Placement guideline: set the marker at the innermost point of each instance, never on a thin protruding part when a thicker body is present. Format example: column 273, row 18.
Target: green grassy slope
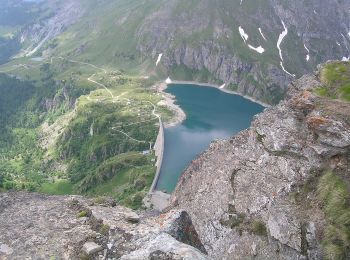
column 98, row 150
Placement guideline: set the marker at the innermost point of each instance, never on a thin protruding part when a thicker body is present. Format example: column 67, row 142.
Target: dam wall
column 159, row 151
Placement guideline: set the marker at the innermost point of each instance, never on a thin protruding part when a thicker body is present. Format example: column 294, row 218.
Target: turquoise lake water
column 211, row 114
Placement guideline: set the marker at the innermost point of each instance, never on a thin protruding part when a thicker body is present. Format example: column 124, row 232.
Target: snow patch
column 281, row 63
column 262, row 35
column 168, row 81
column 243, row 34
column 258, row 49
column 308, row 53
column 280, row 39
column 159, row 58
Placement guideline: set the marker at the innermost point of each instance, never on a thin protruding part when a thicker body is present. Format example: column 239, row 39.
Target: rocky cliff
column 206, row 36
column 254, row 48
column 35, row 226
column 267, row 192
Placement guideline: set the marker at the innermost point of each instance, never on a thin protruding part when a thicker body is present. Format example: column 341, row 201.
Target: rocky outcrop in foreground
column 35, row 226
column 255, row 195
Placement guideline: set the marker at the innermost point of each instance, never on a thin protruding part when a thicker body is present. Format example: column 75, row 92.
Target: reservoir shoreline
column 179, row 117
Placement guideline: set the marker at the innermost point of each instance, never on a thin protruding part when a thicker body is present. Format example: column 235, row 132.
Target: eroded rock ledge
column 253, row 196
column 35, row 226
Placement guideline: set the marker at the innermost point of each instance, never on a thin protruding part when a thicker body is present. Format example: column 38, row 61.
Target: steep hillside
column 75, row 128
column 280, row 189
column 253, row 48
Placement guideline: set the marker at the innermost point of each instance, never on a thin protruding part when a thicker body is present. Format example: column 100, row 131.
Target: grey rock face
column 242, row 193
column 36, row 226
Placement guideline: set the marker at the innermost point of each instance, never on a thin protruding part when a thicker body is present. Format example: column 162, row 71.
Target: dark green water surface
column 211, row 114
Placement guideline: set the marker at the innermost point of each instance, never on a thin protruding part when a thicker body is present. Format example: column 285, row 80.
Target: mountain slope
column 254, row 48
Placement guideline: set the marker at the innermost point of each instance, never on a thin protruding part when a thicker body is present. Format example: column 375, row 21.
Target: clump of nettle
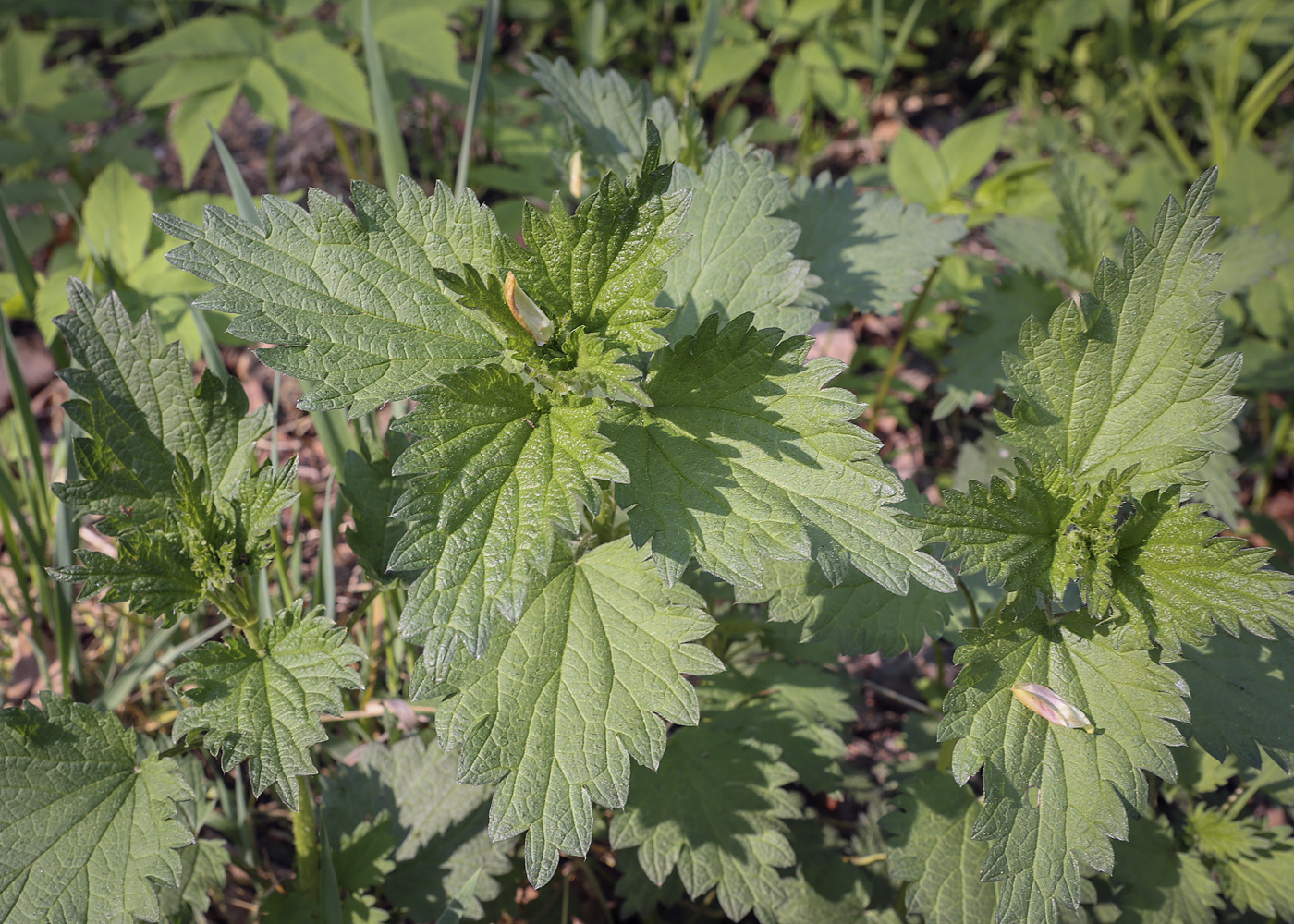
column 604, row 416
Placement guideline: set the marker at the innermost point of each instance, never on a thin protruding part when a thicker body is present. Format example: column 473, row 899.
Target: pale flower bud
column 527, row 313
column 1048, row 704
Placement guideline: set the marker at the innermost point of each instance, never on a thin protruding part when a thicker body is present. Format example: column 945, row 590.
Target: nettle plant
column 608, row 417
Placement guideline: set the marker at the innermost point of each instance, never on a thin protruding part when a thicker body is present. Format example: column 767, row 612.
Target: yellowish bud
column 527, row 313
column 1050, row 704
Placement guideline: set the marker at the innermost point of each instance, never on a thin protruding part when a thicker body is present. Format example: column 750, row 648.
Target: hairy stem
column 306, row 839
column 914, row 310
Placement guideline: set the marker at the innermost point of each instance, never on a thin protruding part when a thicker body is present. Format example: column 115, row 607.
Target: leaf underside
column 87, row 826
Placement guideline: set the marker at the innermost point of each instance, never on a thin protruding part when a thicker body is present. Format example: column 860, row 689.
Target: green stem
column 484, row 48
column 236, row 602
column 1242, row 800
column 970, row 600
column 306, row 839
column 914, row 310
column 1277, row 440
column 343, row 151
○ ○ ○ ○ ○
Please give the records above as a two-column CSV with the header "prompt" and "response", one row per record. Put each value in a single quoted field with its line breaks turned into spaces, and leave out the pictures.

### THE SOLUTION
prompt,response
"Placement guideline: set the marker at the innermost point of each instance, never on a thin protruding part when a thicker body is present. Format example: column 273, row 18. Target: green grassy slope","column 98, row 150"
"Placement guideline: set the marker at the innermost point of each instance, never on a thin protruding part when a thicker body is present. Format example: column 67, row 142. Target: dam wall","column 159, row 151"
"Placement guideline: set the marker at the innermost point of each instance, never on a thin protruding part when a thicker body is present. Format example: column 294, row 218. Target: turquoise lake water","column 211, row 114"
"Placement guideline: set the marker at the innermost point of each instance, never on a thin protruding part when a thicker body is present. Format example: column 124, row 232. Target: snow patch","column 281, row 63 column 262, row 35 column 168, row 81 column 243, row 34 column 258, row 49 column 308, row 53 column 280, row 39 column 159, row 58"
"Placement guideline: set the marker at the innermost point of each instance, never on a thin protruding part when a thicker body is present. Format example: column 239, row 39. Target: rocky cliff","column 206, row 36 column 254, row 48 column 35, row 226 column 267, row 192"
"Placement guideline: set the marker at the innermost point of each instance, never on a thin protruding part when a thicker body is present. Format example: column 341, row 201. Target: rocky outcrop in foreground","column 35, row 226 column 255, row 195"
"Placement guideline: set the marker at the innermost point of each instance, never on a thin protruding part when a thicker body is present. Format example: column 75, row 92. Target: reservoir shoreline","column 179, row 117"
"Placement guideline: set the marker at the innermost point of each instance, never on a thin protruding part when a thicker body is present. Format example: column 235, row 132. Target: eroded rock ledge","column 253, row 196 column 35, row 226"
"Placement guideline: set the marker at the innermost point of each instance, never on a thin protruding part when a thicker body is present. Format example: column 38, row 61. Target: steep hillside","column 75, row 128 column 280, row 189 column 253, row 48"
"Placement guideline: set the marker at the innermost point of each instance, never on a thin protruding part when a thicker body is present. Format example: column 100, row 131. Target: grey rock face","column 242, row 193 column 36, row 226"
"Placement guideline: set the marker at the innermost point of each instance, never on a thin protruding part when a thicker body is present. Format example: column 162, row 71. Target: dark green water surface","column 211, row 114"
"Placement guideline: set the marker at the innermost point of each instance, never on a thin protruding part when a thicker body is present. Format example: column 285, row 80. Target: mountain slope","column 254, row 48"
"Placement guideline: set the marker at the innermost point of each instance, never on a thin protruding part when a thicker body is present. Format example: column 375, row 21. Target: clump of nettle","column 604, row 416"
"Placement guideline: set the marker at the innermost point of each instance, never on a thin protruding part when a thicker body is present. Format example: column 473, row 899. Target: pale flower bud","column 527, row 313 column 1048, row 704"
"Placement guideline: set the marker at the innermost point of each instance, never on a thin protruding part when a thicker body is present. Format example: column 945, row 590. Target: nettle plant","column 608, row 417"
"Placement guideline: set the marker at the innermost point of each instance, never on a thin protruding part when a thicker body is present. Format example: column 767, row 612. Target: yellowish bud","column 527, row 313 column 1050, row 704"
"Placement guideline: set the marker at the innermost point of each instance, never on a thin protruding part when a thicker body is present. Format example: column 750, row 648. Target: hairy stem","column 306, row 839 column 914, row 310"
"Placement guideline: set the marker at the innermost point of each instance, never on a thin protruding part when a thicker body is present. Format example: column 115, row 607. Target: leaf underside","column 87, row 826"
"Placement guideline: set the marker at the innermost point of each instance, never on a thin protruding part when a thicker body is present. Format example: column 860, row 689. Target: green stem","column 484, row 48 column 236, row 602 column 1242, row 800 column 970, row 600 column 306, row 839 column 914, row 310 column 1277, row 440 column 343, row 151"